# Instructions for the task:
Using the entries below, transcribe exactly the line containing "Where can the car roof" and each line that follows it to the end.

# Natural-language object grounding data:
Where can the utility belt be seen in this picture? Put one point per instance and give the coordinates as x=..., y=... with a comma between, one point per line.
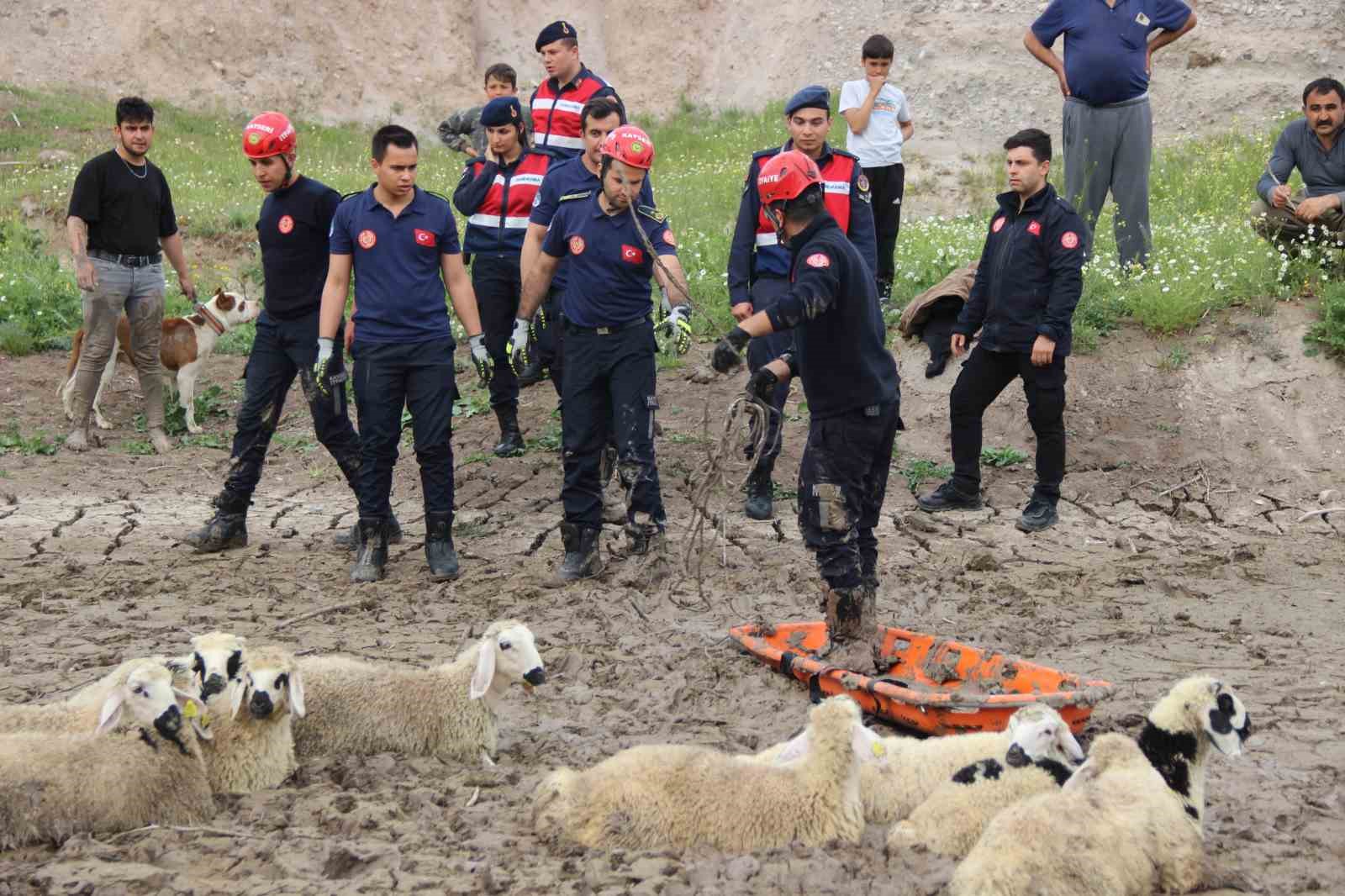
x=127, y=261
x=609, y=331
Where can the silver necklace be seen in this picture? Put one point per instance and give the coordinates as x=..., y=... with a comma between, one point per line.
x=140, y=177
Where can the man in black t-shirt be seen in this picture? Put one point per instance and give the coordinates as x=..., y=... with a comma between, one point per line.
x=120, y=215
x=293, y=232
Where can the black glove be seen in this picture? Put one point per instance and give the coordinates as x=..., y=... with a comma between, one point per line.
x=728, y=353
x=762, y=385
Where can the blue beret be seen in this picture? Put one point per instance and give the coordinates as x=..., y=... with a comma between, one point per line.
x=811, y=98
x=502, y=111
x=556, y=31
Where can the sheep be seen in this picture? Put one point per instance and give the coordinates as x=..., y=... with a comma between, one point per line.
x=1129, y=822
x=215, y=662
x=447, y=710
x=1042, y=757
x=71, y=719
x=256, y=750
x=679, y=797
x=910, y=770
x=55, y=786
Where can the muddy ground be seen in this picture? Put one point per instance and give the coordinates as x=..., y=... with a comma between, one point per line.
x=1141, y=584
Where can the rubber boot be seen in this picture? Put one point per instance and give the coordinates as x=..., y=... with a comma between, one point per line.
x=852, y=631
x=583, y=553
x=350, y=539
x=759, y=503
x=226, y=529
x=511, y=439
x=439, y=548
x=373, y=551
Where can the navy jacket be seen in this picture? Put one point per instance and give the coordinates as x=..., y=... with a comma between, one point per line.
x=840, y=336
x=753, y=250
x=1031, y=275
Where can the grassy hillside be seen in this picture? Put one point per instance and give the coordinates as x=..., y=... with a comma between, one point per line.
x=1205, y=256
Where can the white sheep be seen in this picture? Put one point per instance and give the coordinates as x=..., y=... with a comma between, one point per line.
x=55, y=786
x=910, y=770
x=215, y=662
x=1129, y=822
x=950, y=822
x=679, y=797
x=447, y=710
x=255, y=750
x=71, y=719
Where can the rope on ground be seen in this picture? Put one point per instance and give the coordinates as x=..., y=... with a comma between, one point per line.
x=730, y=461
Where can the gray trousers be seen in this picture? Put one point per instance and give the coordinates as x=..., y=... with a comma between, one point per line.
x=139, y=293
x=1110, y=148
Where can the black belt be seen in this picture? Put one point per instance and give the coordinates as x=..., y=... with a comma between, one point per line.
x=127, y=261
x=607, y=331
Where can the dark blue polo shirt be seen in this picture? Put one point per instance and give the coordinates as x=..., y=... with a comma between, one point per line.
x=1106, y=46
x=398, y=287
x=562, y=179
x=609, y=266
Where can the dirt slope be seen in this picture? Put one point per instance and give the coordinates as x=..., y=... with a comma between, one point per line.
x=961, y=61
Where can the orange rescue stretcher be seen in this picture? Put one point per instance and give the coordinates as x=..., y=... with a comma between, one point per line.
x=934, y=685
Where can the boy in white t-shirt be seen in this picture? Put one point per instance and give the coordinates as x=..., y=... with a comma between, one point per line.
x=880, y=123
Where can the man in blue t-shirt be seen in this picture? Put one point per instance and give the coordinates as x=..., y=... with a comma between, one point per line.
x=293, y=232
x=611, y=245
x=401, y=244
x=1107, y=121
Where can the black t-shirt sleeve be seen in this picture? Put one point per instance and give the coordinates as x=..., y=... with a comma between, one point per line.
x=167, y=217
x=85, y=199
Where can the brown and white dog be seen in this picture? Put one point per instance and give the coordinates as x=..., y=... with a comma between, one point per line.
x=186, y=343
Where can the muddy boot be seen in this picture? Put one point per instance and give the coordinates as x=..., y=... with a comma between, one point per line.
x=78, y=437
x=760, y=495
x=350, y=539
x=583, y=553
x=511, y=439
x=226, y=529
x=852, y=633
x=439, y=548
x=373, y=551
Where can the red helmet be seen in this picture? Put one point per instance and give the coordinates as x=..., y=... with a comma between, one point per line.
x=269, y=134
x=786, y=175
x=631, y=145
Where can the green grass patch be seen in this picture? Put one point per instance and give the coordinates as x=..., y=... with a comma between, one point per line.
x=1002, y=456
x=15, y=441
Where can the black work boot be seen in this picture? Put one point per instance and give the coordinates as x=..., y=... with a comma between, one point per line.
x=439, y=548
x=226, y=529
x=583, y=553
x=511, y=439
x=351, y=540
x=759, y=503
x=373, y=551
x=947, y=497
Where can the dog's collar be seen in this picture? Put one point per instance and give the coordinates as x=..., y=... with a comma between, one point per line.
x=215, y=323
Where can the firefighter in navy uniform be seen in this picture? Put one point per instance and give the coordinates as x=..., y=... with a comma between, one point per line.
x=569, y=85
x=609, y=345
x=293, y=233
x=497, y=195
x=759, y=266
x=853, y=392
x=1024, y=299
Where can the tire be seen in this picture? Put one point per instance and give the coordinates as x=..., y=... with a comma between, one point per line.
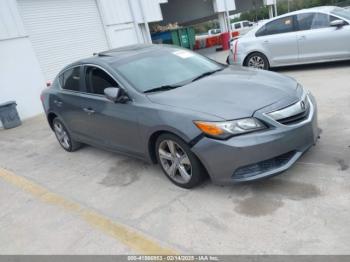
x=257, y=60
x=178, y=162
x=63, y=137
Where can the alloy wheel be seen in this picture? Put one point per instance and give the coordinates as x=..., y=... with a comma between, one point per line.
x=175, y=161
x=62, y=135
x=256, y=62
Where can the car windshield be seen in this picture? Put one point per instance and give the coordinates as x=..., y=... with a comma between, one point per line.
x=164, y=68
x=344, y=13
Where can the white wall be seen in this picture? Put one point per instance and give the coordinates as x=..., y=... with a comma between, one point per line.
x=21, y=78
x=124, y=19
x=220, y=5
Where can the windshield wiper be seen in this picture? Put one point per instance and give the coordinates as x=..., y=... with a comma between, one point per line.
x=207, y=74
x=162, y=88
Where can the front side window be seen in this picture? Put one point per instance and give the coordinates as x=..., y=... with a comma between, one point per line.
x=278, y=26
x=320, y=21
x=98, y=80
x=342, y=12
x=170, y=66
x=70, y=79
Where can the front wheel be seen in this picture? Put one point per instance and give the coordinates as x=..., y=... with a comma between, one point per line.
x=177, y=161
x=257, y=60
x=64, y=137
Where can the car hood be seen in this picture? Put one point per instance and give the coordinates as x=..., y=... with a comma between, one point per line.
x=232, y=93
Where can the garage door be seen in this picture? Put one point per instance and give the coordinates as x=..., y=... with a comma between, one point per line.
x=62, y=31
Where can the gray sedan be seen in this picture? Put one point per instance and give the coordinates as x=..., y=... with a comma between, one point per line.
x=193, y=116
x=306, y=36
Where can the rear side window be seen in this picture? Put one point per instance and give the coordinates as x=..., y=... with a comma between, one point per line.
x=305, y=21
x=278, y=26
x=70, y=79
x=98, y=80
x=310, y=21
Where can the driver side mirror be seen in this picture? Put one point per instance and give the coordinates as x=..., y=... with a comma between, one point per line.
x=116, y=95
x=337, y=23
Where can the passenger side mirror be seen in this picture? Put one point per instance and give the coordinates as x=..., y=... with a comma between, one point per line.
x=116, y=95
x=337, y=23
x=112, y=93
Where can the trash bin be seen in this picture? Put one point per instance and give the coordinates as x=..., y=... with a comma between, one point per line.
x=183, y=36
x=9, y=115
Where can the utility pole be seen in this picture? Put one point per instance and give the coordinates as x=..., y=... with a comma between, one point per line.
x=228, y=21
x=275, y=4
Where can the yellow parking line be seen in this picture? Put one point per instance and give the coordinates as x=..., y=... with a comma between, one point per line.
x=132, y=239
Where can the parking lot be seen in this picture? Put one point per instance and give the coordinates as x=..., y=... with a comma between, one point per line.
x=97, y=202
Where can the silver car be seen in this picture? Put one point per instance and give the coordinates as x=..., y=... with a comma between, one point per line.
x=306, y=36
x=193, y=116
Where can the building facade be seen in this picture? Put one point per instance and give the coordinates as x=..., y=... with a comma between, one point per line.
x=39, y=37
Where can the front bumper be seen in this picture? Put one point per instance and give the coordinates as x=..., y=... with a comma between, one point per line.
x=260, y=154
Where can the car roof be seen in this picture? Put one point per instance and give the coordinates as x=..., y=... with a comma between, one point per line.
x=116, y=54
x=322, y=9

# Solution to the exercise:
Where can the car roof be seen in this picture? Put one point per instance and give the coordinates as x=..., y=... with a comma between, one point per line.
x=116, y=54
x=322, y=9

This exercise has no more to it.